# Passage:
================================
# Durability of Reveal S



## Mudtees1 (Nov 11, 2013)

Hi all,

My interest is to do cotton transfers, since I do babies and children clothing and most parents prefer cotton. With the new update that was done to the Reveal S I was advised that the transfer works much better. Also that it works great on white and dark colors, even when in one of the videos I saw they transfer to a light yellow shirt. I almost order a Sawgrass printer & the Reveal S paper, but I asked about durability... the sales person said "It does great", but like how long, "For a good amount of time"... ok! 

I'm selling product and I would hate to start getting claims because the transfer is fading in a short period of time. I'm using vinyl now, but want to step up my designs and offer full color.

Any printer and process recommendations for cotton will be appreciated. The product should last a good period of times, so what is your experience??


Thank you!!


----------



## BerkshirePrint (Oct 19, 2016)

Stay away, it cost to much money for a design that will fade. Look at DTG printing if your interested in doing full color designs. DTG machines are more up keep than Sublimations printers but the designs will last you years.


----------



## Conde_David (May 29, 2008)

BerkshirePrint said:


> Stay away, it cost to much money for a design that will fade. Look at DTG printing if your interested in doing full color designs. DTG machines are more up keep than Sublimations printers but the designs will last you years.
================================
# Given records:
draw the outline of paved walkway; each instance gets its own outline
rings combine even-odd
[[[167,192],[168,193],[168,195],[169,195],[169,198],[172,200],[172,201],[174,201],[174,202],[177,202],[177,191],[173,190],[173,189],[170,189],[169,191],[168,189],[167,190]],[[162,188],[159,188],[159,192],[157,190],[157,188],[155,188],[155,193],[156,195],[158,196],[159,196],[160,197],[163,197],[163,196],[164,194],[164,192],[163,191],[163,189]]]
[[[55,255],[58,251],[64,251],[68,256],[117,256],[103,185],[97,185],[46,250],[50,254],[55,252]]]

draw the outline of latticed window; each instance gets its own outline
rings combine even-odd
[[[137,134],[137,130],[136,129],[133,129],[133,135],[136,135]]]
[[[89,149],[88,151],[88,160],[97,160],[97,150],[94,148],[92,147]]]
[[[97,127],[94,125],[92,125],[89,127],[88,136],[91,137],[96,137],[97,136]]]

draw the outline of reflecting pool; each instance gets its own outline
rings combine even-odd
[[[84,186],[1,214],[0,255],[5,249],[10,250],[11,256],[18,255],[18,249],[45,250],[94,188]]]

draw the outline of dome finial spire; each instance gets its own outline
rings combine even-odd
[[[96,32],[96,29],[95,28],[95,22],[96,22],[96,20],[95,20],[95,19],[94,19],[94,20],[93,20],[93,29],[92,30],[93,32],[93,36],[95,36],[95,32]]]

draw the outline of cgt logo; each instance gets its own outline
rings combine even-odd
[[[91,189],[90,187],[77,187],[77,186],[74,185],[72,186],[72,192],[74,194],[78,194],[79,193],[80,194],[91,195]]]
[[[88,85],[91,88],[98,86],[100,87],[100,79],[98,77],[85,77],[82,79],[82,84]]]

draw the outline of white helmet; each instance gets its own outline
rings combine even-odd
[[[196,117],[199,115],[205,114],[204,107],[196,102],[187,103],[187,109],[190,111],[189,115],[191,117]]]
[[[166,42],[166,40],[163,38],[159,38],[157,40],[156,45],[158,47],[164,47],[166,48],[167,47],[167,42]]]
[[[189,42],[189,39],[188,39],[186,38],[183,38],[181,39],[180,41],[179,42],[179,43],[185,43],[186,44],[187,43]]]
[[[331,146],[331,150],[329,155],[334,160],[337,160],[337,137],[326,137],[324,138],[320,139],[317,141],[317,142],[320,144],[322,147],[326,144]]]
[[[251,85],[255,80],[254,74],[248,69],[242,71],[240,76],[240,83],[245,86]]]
================================
# Directives:
(A) Do the following statements agree with the Reveal S durability thread? Answer yes or no for each and quote the words that decide it. (i) The first poster is currently using vinyl. (ii) BerkshirePrint says DTG machines need less upkeep than sublimation printers. (iii) The salesperson gave a specific length of time that the transfers would last.
(B) Write the next part of the Reveal S durability thread, continuing right after the quoted post at its end.

# Exercise results:
(A)
(i) Yes: "I'm using vinyl now"
(ii) No: "DTG machines are more up keep than Sublimations printers"
(iii) No: "For a good amount of time"

(B)
I am happy to provide samples to prove the excellent wash ability.


Sent from my iPhone using Tapatalk


----------



## Mudtees1 (Nov 11, 2013)

David, when I called I asked about samples. I was willing to pay for them, but the samples are just the blank paper. I don't have a sublimation printer yet as I'm still trying to get the material that will work with cotton and don't want to make it the investment if it's not what I want. It you can do samples with a color printed design I would love to test it.






Conde_David said:


> I am happy to provide samples to prove the excellent wash ability.
> 
> 
> Sent from my iPhone using Tapatalk


----------



## Conde_David (May 29, 2008)

Once printed the transfer needs to be pressed soon. I could provide a pressed shirt?


Sent from my iPhone using Tapatalk


----------



## Mudtees1 (Nov 11, 2013)

I have a heat press.


Thank you!


----------



## olga1 (May 11, 2014)

Any one of this printers are good for that transfer paper ?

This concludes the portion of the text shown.